### PROBLEM REQUIREMENTS
From the line with "Note: spot each instance of the runway" to the line with "Note: spot each instance of the cloud", output every line below exactly, both ends included. Skip the pictures.

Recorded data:
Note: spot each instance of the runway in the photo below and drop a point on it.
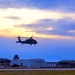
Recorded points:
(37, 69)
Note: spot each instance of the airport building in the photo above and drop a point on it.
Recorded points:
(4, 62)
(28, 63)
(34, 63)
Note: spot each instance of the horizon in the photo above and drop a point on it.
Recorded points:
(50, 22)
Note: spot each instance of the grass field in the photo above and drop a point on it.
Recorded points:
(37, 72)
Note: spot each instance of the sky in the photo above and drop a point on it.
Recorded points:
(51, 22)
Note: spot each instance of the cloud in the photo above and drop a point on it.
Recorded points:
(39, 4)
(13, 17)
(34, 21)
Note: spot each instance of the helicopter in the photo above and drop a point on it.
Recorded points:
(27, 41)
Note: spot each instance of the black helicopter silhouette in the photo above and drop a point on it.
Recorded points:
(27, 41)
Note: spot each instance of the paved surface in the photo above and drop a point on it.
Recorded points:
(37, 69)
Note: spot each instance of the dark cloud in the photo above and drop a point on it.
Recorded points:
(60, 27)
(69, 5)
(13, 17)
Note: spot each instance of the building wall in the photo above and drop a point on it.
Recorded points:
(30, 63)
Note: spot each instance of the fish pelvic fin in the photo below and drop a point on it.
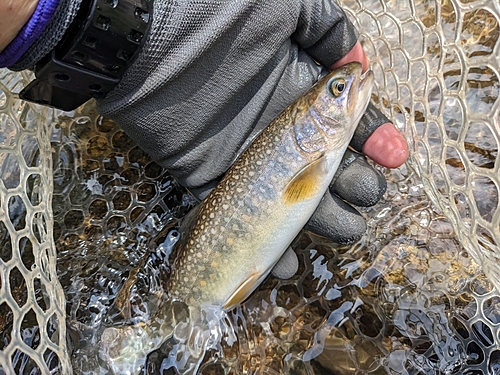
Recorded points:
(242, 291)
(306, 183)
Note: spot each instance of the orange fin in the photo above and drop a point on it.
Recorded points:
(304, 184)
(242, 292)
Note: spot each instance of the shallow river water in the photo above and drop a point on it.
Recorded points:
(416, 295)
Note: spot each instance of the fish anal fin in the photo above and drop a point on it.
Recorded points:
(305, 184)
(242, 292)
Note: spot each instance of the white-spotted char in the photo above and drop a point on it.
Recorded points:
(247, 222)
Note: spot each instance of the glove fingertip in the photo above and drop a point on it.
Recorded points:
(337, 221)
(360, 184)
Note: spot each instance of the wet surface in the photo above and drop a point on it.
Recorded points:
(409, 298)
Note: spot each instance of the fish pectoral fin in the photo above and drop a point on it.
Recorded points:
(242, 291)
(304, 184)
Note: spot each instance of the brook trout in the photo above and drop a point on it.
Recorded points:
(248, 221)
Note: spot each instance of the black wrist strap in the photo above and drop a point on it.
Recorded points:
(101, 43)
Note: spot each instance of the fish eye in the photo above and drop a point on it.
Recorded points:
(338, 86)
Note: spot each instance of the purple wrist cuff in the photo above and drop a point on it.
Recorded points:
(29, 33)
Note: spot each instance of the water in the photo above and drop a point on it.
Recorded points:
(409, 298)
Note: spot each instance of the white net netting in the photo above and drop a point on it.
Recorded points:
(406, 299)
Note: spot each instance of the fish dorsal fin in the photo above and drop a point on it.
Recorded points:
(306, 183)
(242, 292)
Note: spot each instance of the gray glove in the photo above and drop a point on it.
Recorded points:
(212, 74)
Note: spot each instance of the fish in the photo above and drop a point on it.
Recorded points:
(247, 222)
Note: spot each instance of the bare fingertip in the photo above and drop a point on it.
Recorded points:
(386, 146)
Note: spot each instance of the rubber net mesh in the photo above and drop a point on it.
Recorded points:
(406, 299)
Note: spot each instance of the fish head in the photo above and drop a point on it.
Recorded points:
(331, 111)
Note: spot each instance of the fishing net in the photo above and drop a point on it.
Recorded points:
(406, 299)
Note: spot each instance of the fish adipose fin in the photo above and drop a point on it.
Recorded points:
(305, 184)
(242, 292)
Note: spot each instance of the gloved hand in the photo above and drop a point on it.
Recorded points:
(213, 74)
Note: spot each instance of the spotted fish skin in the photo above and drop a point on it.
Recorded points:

...

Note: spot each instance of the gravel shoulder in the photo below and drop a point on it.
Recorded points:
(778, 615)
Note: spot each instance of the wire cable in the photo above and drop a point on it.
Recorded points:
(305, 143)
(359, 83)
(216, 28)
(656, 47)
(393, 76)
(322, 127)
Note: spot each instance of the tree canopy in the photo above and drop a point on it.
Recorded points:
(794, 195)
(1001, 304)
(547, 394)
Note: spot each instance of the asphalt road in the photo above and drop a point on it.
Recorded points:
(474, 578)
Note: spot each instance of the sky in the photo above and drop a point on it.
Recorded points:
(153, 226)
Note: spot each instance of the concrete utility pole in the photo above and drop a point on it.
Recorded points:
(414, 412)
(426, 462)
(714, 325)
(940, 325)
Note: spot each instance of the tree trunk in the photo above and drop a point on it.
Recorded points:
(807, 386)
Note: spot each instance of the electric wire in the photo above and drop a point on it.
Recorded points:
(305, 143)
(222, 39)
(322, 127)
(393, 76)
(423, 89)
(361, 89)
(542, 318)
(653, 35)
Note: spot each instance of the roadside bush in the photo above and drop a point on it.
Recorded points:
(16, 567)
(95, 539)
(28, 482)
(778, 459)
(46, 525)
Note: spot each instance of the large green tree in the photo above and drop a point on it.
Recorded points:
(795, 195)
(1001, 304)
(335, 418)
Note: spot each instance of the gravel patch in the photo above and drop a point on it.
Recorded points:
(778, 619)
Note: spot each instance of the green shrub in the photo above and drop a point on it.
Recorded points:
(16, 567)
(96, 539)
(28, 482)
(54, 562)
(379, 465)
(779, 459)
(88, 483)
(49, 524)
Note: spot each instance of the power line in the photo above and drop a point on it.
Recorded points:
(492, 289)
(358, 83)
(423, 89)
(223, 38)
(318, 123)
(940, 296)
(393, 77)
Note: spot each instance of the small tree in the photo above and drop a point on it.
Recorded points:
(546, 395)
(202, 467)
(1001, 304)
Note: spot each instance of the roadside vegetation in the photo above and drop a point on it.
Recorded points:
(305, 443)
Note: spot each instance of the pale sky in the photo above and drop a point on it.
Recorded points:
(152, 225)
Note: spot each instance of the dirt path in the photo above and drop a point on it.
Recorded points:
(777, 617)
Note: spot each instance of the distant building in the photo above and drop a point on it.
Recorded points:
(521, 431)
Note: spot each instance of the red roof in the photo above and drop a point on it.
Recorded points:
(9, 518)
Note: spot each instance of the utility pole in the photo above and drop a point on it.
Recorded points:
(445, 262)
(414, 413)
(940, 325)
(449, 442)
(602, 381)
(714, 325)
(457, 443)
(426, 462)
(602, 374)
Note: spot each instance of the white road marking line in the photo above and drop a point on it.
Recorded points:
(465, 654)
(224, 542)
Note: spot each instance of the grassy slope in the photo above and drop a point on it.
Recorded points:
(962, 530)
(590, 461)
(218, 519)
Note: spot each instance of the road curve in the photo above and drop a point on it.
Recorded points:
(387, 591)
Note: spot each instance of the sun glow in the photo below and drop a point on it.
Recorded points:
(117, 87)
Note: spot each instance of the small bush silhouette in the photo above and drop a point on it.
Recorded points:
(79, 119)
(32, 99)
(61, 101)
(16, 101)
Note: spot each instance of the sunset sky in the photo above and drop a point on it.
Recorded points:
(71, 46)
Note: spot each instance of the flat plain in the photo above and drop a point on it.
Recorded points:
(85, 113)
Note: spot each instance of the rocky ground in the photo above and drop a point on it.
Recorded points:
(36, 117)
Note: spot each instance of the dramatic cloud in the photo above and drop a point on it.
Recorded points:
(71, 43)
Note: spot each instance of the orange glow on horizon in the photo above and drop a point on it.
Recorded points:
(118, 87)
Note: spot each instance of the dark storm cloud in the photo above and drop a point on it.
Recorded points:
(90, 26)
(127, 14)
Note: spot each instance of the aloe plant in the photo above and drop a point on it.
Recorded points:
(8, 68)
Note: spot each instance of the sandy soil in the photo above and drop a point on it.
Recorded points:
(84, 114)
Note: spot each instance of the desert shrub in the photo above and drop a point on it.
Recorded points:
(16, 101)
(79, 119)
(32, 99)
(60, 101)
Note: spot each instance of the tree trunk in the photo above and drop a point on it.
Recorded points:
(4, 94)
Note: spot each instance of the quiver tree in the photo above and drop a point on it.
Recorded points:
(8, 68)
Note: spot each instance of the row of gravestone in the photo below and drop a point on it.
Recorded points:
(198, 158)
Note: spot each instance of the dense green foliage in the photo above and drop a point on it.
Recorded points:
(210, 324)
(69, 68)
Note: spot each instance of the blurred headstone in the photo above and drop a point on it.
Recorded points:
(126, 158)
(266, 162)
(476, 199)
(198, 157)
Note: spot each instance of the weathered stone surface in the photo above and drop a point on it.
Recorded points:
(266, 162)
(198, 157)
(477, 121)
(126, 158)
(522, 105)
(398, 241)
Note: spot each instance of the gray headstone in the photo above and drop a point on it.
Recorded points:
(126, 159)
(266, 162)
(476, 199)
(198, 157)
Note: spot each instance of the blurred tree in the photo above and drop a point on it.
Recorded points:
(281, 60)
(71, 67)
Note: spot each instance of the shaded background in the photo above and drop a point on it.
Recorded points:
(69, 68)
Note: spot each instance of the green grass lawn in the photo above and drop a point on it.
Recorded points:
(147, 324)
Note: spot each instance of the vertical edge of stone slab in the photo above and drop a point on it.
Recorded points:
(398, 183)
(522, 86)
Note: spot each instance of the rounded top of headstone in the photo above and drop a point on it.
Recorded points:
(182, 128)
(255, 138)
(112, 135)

### RESPONSE FOR THIS EXERCISE
Note: spot each instance of the runway in the photo below and drop a point on it.
Recorded points:
(37, 69)
Note: spot each instance of the airport building in the photo above and drop a point on it.
Recorded points:
(4, 62)
(28, 63)
(34, 63)
Note: spot each instance of the horizon in the photo above and drop a point on it.
Recorded points:
(50, 22)
Note: spot each instance of the grass field in the photo above and drop a point on it.
Recorded points:
(37, 72)
Note: spot each instance of the sky in the photo above and drop a point on it.
Recorded points:
(51, 22)
Note: spot each instance of the cloud in the photo above and drop a point on it.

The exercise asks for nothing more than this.